----- Excerpted text

Summary: The Foreign Contribution (Regulation) Amendment Bill 2026 proposes significant changes to the Foreign Contribution (Regulation) Act, 2010, most notably replacing Section 15 with a new Chapter IIIA. This establishes a Designated Authority in which all foreign contribution and assets of an organisation vest upon cancellation, surrender or cessation of its FCRA registration. During provisional vesting, the Designated Authority has the power to take possession of assets and manage the organisation’s activities, including using its foreign contribution. If the organisation fails to obtain fresh registration or renewal within the prescribed time, its assets permanently vest in the Designated Authority and may be disposed of through prescribed modes. The Designated Authority enjoys extensive powers under the 2026 Bill, and judicial intervention is largely restricted. The amendments carry serious implications for FCRA-registered organisations, demanding rigorous compliance, meticulous accounting and proactive governance.
The Foreign Contribution (Regulation) Amendment Bill, 2026 (“2026 Bill”), recently introduced in the Lok Sabha, contemplates substantial changes to the Foreign Contribution (Regulation) Act, 2010 (“FCRA” or “2010 Act”), including the introduction of a new procedure for the vesting of an organisation’s assets in a newly created Designated Authority (the “Authority”) upon cancellation, surrender or cessation of its registration under the 2010 Act.
The 2010 Act primarily applies to non-governmental organisations undertaking a definite cultural, economic, educational, religious or social programme on a not-for-profit basis. It regulates the acceptance and utilisation of foreign contribution to ensure that such inflows do not adversely affect national interest, public order or national security. Currently, around 16,000 associations are registered under the 2010 Act, collectively receiving about INR 22,000 crore in foreign contribution annually[1].

----------
----- Records provided

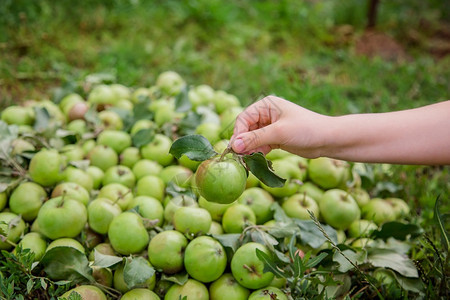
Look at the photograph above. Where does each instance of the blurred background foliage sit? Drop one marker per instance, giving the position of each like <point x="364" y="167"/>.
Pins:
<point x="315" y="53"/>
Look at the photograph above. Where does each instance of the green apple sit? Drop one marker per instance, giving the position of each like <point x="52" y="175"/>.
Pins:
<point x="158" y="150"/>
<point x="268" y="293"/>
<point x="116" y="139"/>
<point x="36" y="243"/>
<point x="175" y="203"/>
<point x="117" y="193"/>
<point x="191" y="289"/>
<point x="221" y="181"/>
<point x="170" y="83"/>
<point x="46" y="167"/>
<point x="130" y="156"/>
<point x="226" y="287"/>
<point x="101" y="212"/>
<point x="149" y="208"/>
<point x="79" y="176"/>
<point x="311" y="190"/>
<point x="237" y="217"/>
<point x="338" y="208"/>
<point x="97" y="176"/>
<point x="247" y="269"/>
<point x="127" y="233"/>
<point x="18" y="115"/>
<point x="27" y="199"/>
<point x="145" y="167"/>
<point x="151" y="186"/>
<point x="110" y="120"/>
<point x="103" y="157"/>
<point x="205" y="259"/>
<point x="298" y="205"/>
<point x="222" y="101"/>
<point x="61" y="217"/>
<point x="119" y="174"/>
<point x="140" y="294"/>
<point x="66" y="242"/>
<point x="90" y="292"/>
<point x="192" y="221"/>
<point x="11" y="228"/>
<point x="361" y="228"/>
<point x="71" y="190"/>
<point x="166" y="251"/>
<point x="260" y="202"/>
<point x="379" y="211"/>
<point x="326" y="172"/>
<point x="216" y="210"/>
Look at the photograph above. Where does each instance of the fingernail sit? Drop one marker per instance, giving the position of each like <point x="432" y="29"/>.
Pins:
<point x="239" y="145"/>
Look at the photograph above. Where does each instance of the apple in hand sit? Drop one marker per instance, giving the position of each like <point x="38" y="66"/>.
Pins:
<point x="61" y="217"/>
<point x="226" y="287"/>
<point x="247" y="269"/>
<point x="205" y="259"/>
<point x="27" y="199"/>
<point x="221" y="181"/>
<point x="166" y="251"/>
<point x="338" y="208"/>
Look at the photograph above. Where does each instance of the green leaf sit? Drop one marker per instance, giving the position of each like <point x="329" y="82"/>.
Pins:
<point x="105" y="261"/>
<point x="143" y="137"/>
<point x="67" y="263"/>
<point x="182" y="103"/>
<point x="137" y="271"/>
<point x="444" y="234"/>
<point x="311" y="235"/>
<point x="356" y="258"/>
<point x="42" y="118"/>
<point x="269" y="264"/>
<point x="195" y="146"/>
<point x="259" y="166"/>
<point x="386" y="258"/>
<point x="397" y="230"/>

----------

Copy the passage on the Foreign Contribution (Regulation) Amendment Bill 2026 word for word, from its first line to its last.

Summary: The Foreign Contribution (Regulation) Amendment Bill 2026 proposes significant changes to the Foreign Contribution (Regulation) Act, 2010, most notably replacing Section 15 with a new Chapter IIIA. This establishes a Designated Authority in which all foreign contribution and assets of an organisation vest upon cancellation, surrender or cessation of its FCRA registration. During provisional vesting, the Designated Authority has the power to take possession of assets and manage the organisation’s activities, including using its foreign contribution. If the organisation fails to obtain fresh registration or renewal within the prescribed time, its assets permanently vest in the Designated Authority and may be disposed of through prescribed modes. The Designated Authority enjoys extensive powers under the 2026 Bill, and judicial intervention is largely restricted. The amendments carry serious implications for FCRA-registered organisations, demanding rigorous compliance, meticulous accounting and proactive governance.
The Foreign Contribution (Regulation) Amendment Bill, 2026 (“2026 Bill”), recently introduced in the Lok Sabha, contemplates substantial changes to the Foreign Contribution (Regulation) Act, 2010 (“FCRA” or “2010 Act”), including the introduction of a new procedure for the vesting of an organisation’s assets in a newly created Designated Authority (the “Authority”) upon cancellation, surrender or cessation of its registration under the 2010 Act.
The 2010 Act primarily applies to non-governmental organisations undertaking a definite cultural, economic, educational, religious or social programme on a not-for-profit basis. It regulates the acceptance and utilisation of foreign contribution to ensure that such inflows do not adversely affect national interest, public order or national security. Currently, around 16,000 associations are registered under the 2010 Act, collectively receiving about INR 22,000 crore in foreign contribution annually[1].